Saved entries
## begin

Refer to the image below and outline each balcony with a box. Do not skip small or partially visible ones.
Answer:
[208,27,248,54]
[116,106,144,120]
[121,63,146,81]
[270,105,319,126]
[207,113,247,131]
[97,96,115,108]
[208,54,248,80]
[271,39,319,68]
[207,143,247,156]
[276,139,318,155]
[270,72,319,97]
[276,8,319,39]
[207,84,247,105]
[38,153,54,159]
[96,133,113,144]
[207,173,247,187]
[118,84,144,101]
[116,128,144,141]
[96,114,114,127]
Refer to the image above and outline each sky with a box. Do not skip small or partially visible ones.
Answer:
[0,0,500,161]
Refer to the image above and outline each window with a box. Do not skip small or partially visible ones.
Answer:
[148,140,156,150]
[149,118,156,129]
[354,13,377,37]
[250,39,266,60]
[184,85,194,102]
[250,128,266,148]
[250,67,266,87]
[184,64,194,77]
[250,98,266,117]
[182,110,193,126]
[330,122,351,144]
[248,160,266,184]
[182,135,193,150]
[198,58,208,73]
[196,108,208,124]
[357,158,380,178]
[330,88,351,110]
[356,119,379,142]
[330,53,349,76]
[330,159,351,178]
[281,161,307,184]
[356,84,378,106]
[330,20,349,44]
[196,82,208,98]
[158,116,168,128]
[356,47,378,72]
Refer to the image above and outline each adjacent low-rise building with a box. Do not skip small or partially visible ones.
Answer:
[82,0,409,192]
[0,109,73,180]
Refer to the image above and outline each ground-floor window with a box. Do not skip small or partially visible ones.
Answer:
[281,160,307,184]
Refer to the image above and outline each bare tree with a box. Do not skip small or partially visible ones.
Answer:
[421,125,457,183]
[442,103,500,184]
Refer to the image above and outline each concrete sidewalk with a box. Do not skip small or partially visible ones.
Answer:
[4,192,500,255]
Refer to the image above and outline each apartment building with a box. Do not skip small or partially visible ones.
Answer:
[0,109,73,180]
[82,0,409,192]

## end

Brief:
Please edit the rows above so that each "outline" becomes "mark", with everything else left as it is.

Reply to the task:
Refer to the image below and mark each balcony with a box. Do not skip small or partially visible ones.
Answer:
[208,27,248,54]
[116,106,144,120]
[121,63,146,81]
[270,105,319,126]
[207,113,247,131]
[97,96,115,108]
[208,54,248,80]
[271,39,319,68]
[207,143,247,156]
[276,139,318,155]
[270,72,319,97]
[276,8,319,39]
[207,84,247,105]
[38,153,54,159]
[96,133,113,144]
[207,173,247,187]
[118,84,144,101]
[116,128,144,141]
[96,114,114,127]
Refer to the image above and mark each sky with a box. Do not skip small or partially visible ones.
Answer:
[0,0,500,161]
Refer to the image above and mark each window with a box. Do not skip small or partially visible ones.
Answer:
[148,140,156,150]
[149,118,156,129]
[354,13,377,37]
[250,39,266,60]
[184,85,194,102]
[250,128,266,148]
[250,67,266,87]
[184,64,194,77]
[250,98,266,117]
[182,110,193,126]
[330,122,351,144]
[248,160,266,184]
[182,135,193,150]
[198,58,208,73]
[196,108,208,124]
[357,158,380,178]
[330,88,351,110]
[356,119,379,142]
[330,53,349,76]
[330,159,351,178]
[281,161,307,184]
[356,84,378,106]
[330,20,349,44]
[196,82,208,98]
[158,116,168,128]
[356,47,378,72]
Refer to the image above and mark each adjacent low-rise building with a box. Do not skip small or partially visible ones.
Answer:
[82,0,409,192]
[0,109,73,180]
Refer to the image above and mark each ground-floor window with a box. Do not skip small or partially visible ones.
Answer:
[281,160,307,184]
Refer to the image above and mark each bare tree with a box. Do not skip small or partially visible ones.
Answer:
[421,125,457,183]
[442,103,500,184]
Refer to the image above and mark each concrete sidewalk with a box. Do not skip small or partially visible ones.
Answer:
[4,192,500,255]
Refer to the image above and mark each apartment building with a box. Do not skip small or partially visible ones.
Answer:
[0,109,73,180]
[82,0,409,192]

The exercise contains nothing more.